== INSTRUCTIONS ==
(A) Rewrite the "Repository Overview" section of the baseline inventory as two short sentences, keeping its main facts.
(B) Answer these questions from the baseline inventory:
(i) Executing which step of which file produced the snapshot?
(ii) How many commits does the repository have?
(iii) How does the comment in the directory tree describe the stubs in agents/?
(C) Say whether each statement agrees with the baseline inventory, quoting the words that decide it:
(i) The repository has a pyproject.toml.
(ii) The agents/ directory includes a file named orchestrator.py.
(iii) The data/ directory is fully gitignored.

## START PASSAGE PROVIDED

Skip to content

Baseline Inventory

Snapshot of repository state before Phase 0 restructuring. Produced by executing Step 1 of AGENT_INSTRUCTIONS.md.


1. Repository Overview

  • Branch: main
  • Commits: 1 (af00114 PUMA)
  • Python runtime declared: 3.11 (Dockerfile)
  • Package layout: flat — no src/puma/ package yet; code lives in src/ (scripts) and agents/ (agent stubs)
  • No pyproject.toml — dependencies managed via requirements.txt only

2. Directory Structure

puma/
├── agents/                  # Agent stubs (LangGraph-style, not functional)
│   ├── __init__.py
│   ├── code_generator_agent.py
│   ├── estimation_agent.py
│   ├── orchestrator.py
│   ├── reviewer_agent.py
│   ├── tester_agent.py
│   └── triage_agent.py
├── assets/                  # Static assets
├── data/                    # Runtime datasets (gitignored partially)

## END PASSAGE PROVIDED
## START DATASET CONTENT

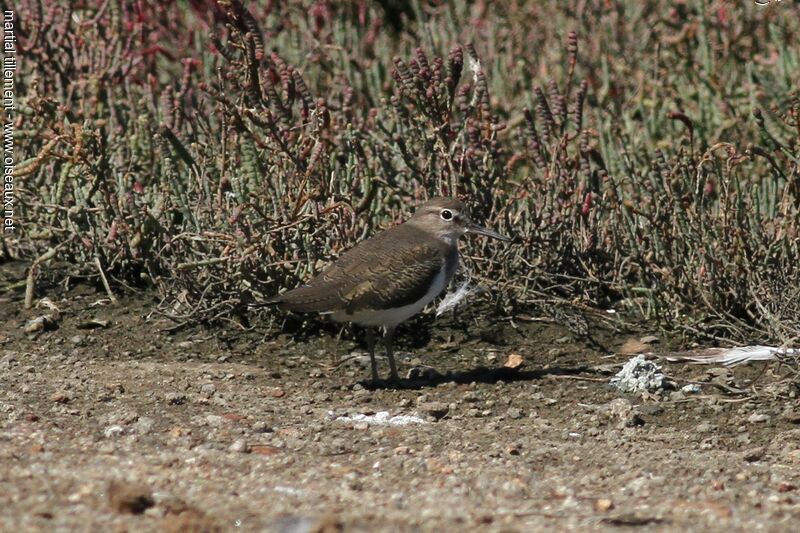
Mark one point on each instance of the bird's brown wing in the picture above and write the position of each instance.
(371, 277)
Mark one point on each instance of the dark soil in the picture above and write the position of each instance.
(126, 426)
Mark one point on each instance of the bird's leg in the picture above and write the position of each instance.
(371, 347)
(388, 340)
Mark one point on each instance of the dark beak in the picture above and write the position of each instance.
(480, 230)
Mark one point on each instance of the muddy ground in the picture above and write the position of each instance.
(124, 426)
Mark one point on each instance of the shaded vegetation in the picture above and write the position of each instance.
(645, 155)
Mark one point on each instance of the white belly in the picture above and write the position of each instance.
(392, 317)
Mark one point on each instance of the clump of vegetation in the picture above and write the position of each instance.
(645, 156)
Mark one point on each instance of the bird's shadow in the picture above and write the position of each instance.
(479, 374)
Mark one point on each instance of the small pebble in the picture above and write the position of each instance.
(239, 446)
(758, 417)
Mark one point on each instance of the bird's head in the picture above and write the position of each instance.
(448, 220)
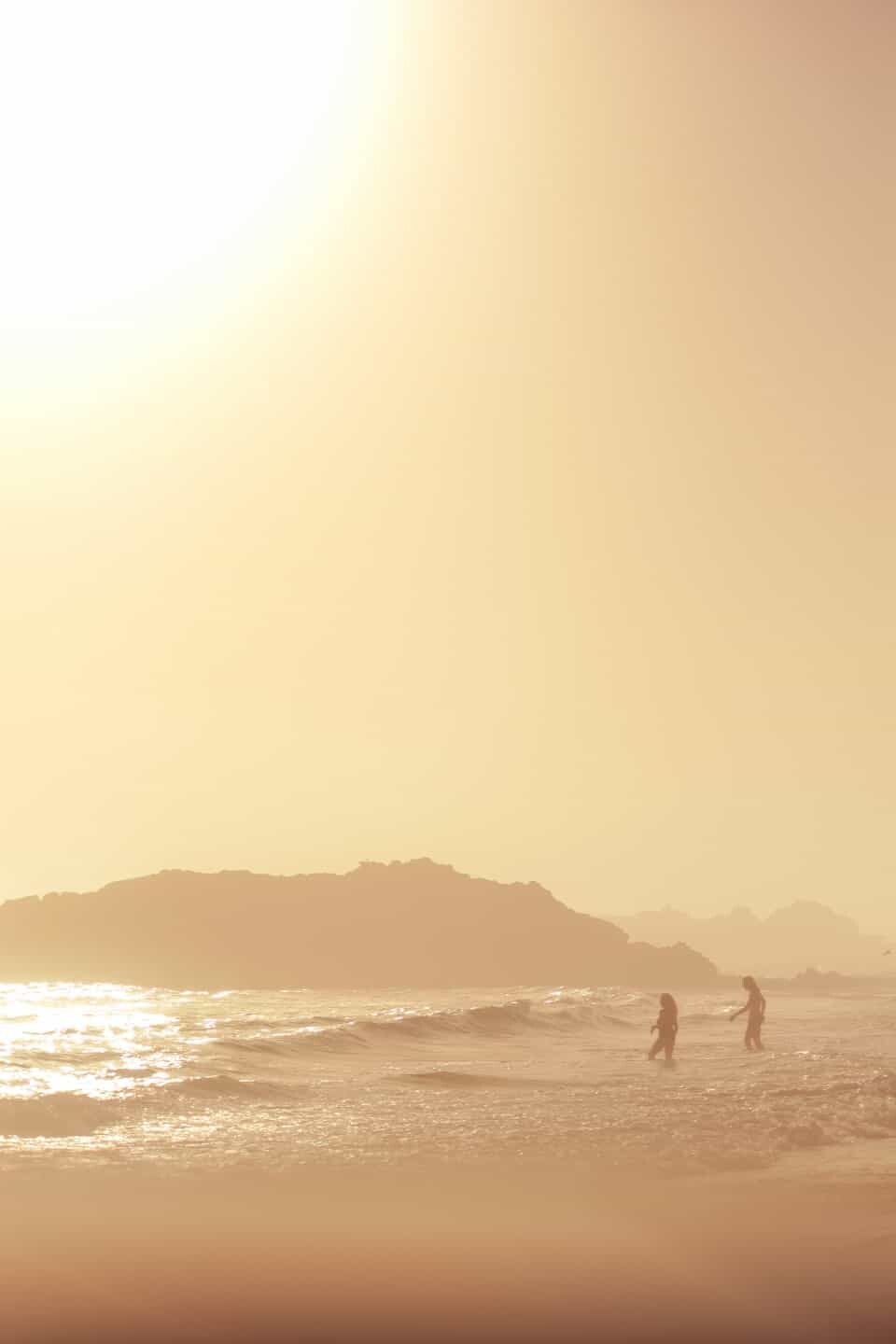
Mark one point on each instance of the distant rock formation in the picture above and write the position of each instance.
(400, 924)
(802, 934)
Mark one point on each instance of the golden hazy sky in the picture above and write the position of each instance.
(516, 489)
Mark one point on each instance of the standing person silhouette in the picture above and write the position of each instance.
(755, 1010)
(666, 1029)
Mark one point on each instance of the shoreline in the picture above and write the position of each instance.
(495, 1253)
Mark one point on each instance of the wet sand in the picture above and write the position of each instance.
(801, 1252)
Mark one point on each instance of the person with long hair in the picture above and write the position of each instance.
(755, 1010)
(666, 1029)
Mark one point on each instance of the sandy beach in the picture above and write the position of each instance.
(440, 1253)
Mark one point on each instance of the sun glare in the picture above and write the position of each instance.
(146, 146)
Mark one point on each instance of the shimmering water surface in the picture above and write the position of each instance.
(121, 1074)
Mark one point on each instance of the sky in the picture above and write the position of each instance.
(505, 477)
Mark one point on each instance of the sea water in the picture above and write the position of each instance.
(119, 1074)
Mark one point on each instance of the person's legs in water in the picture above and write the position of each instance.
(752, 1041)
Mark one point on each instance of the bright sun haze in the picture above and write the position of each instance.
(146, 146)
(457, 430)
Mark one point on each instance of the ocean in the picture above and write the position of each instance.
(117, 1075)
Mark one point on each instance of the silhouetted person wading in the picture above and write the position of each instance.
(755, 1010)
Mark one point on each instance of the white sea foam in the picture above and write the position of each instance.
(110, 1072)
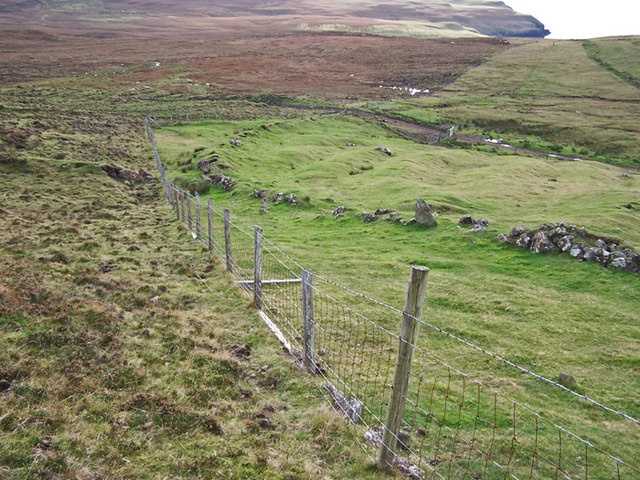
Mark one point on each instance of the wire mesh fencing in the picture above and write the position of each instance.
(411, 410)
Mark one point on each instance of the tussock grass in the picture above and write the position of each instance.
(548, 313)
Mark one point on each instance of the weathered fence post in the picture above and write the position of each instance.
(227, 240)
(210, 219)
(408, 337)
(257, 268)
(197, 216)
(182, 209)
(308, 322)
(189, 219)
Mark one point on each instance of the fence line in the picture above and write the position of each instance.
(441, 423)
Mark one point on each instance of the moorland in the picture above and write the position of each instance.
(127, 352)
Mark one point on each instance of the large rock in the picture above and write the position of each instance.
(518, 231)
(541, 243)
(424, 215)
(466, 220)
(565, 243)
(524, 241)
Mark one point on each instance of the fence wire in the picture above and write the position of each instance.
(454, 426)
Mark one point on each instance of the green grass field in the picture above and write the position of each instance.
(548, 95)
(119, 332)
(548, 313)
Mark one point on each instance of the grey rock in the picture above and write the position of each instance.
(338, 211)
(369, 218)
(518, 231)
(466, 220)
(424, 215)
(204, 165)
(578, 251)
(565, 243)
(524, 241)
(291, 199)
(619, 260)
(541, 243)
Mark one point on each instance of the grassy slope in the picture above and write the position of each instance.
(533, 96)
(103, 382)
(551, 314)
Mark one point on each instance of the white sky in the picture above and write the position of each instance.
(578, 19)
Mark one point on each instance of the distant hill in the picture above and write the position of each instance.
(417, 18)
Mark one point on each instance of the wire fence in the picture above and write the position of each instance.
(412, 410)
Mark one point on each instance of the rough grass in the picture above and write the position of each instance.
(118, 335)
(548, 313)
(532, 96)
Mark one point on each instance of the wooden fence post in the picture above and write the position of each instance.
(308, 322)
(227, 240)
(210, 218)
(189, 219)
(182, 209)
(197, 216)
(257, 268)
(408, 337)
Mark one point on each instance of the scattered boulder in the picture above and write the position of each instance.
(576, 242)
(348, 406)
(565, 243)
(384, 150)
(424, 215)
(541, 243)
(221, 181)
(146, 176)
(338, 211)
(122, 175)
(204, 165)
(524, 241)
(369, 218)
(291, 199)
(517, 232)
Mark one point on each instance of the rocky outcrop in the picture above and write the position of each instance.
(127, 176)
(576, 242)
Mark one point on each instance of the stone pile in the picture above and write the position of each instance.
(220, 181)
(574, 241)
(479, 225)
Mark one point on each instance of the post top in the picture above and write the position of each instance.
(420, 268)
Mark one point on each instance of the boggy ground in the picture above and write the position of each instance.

## END DATASET CONTENT

== ANSWERS PER TASK ==
(A) Branch main has one commit (af00114 PUMA), and the Dockerfile declares Python 3.11. Code sits flat in src/ (scripts) and agents/ (agent stubs) with no src/puma/ package yet, and dependencies come only from requirements.txt, since there is no pyproject.toml.

(B)
(i) Step 1 of AGENT_INSTRUCTIONS.md.
(ii) One, af00114 PUMA.
(iii) As LangGraph-style and not functional.

(C)
(i) No: "No pyproject.toml — dependencies managed via requirements.txt only"
(ii) Yes: "orchestrator.py"
(iii) No: "Runtime datasets (gitignored partially)"